> [EXERCISE PROMPT] Your copy should match the records exactly, except that no pictures appear in it.

Collected data:
>>
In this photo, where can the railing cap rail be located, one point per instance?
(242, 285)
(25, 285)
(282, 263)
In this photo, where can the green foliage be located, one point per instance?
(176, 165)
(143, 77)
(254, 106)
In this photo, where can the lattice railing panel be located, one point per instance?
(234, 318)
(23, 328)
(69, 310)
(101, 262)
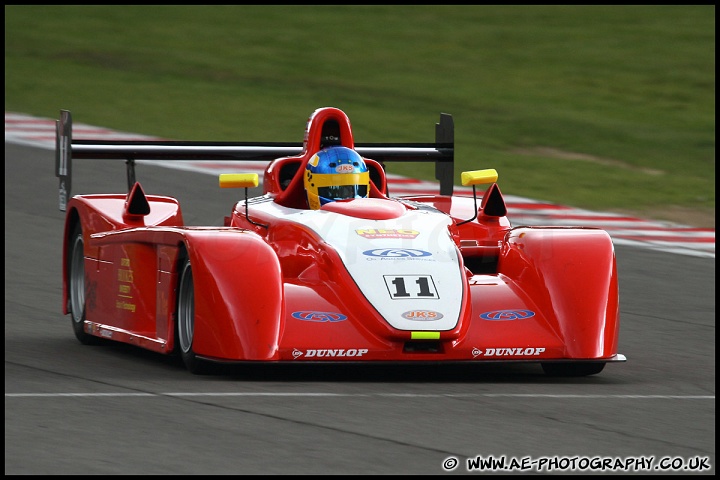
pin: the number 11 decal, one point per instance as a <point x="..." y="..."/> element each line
<point x="411" y="286"/>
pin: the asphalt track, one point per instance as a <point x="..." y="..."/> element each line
<point x="115" y="409"/>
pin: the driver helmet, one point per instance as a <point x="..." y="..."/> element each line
<point x="335" y="173"/>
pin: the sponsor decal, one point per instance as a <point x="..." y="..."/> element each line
<point x="422" y="315"/>
<point x="126" y="280"/>
<point x="310" y="316"/>
<point x="329" y="352"/>
<point x="502" y="315"/>
<point x="396" y="253"/>
<point x="386" y="233"/>
<point x="508" y="352"/>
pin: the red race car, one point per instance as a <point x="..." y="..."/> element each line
<point x="326" y="266"/>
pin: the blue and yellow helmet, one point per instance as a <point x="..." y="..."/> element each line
<point x="335" y="173"/>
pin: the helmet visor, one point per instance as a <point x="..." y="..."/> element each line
<point x="342" y="192"/>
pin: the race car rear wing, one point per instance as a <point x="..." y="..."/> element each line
<point x="441" y="152"/>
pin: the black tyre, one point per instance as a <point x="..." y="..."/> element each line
<point x="185" y="326"/>
<point x="572" y="369"/>
<point x="76" y="286"/>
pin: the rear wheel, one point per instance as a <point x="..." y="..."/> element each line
<point x="572" y="369"/>
<point x="76" y="286"/>
<point x="185" y="328"/>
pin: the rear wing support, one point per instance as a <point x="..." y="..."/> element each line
<point x="441" y="152"/>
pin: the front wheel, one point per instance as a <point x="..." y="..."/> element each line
<point x="185" y="327"/>
<point x="572" y="369"/>
<point x="76" y="286"/>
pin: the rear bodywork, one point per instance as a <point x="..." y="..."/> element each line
<point x="430" y="278"/>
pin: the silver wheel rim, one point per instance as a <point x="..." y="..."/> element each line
<point x="186" y="310"/>
<point x="77" y="280"/>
<<
> [OUTPUT OF THE EXERCISE]
In this photo, where can the railing cap rail be located, one point per instance?
(242, 285)
(25, 285)
(282, 263)
In this photo, where can the green foliage be located, one point per instance?
(176, 165)
(143, 77)
(254, 106)
In this photo, where can the lattice railing panel be located, one point per instance?
(234, 318)
(23, 328)
(69, 310)
(101, 262)
pin: the number 11 decal, one point per instance as a <point x="..." y="..."/> element each line
<point x="411" y="286"/>
pin: the asphalt track, one point per instance as a <point x="..." y="..."/> element each line
<point x="115" y="409"/>
pin: the driver helmet, one point per instance as a <point x="..." y="..."/> element each line
<point x="335" y="173"/>
pin: the sponsor decal, one point per instance as a <point x="..." y="..."/> element each line
<point x="422" y="315"/>
<point x="126" y="280"/>
<point x="310" y="316"/>
<point x="329" y="352"/>
<point x="502" y="315"/>
<point x="396" y="253"/>
<point x="386" y="233"/>
<point x="508" y="352"/>
pin: the red race car, one point per instance as a <point x="..." y="..."/> element each line
<point x="326" y="266"/>
pin: the blue and yellow helmet, one point per instance as a <point x="..." y="..."/> element each line
<point x="335" y="173"/>
pin: the helmet visor, one point per instance as a <point x="..." y="..."/> element each line
<point x="342" y="192"/>
pin: the race car rear wing, one point per instance as a <point x="..." y="..."/> element each line
<point x="441" y="152"/>
pin: the black tyre, one point per instance as a <point x="..." y="..."/> element each line
<point x="185" y="326"/>
<point x="572" y="369"/>
<point x="76" y="286"/>
pin: the rear wheel, one point per instance as a <point x="..." y="..."/> element each line
<point x="572" y="369"/>
<point x="76" y="286"/>
<point x="185" y="328"/>
pin: the rear wing support, one point per instance as a <point x="..." y="..."/> element each line
<point x="441" y="152"/>
pin: the front wheel, one point per instance as a <point x="..." y="..."/> element each line
<point x="185" y="327"/>
<point x="572" y="369"/>
<point x="76" y="286"/>
pin: the rear bodywork, one point per instance as a <point x="..." y="..."/> element each line
<point x="430" y="278"/>
pin: the silver wheel rim, one point per instance as a <point x="..." y="..."/> element each line
<point x="186" y="310"/>
<point x="77" y="280"/>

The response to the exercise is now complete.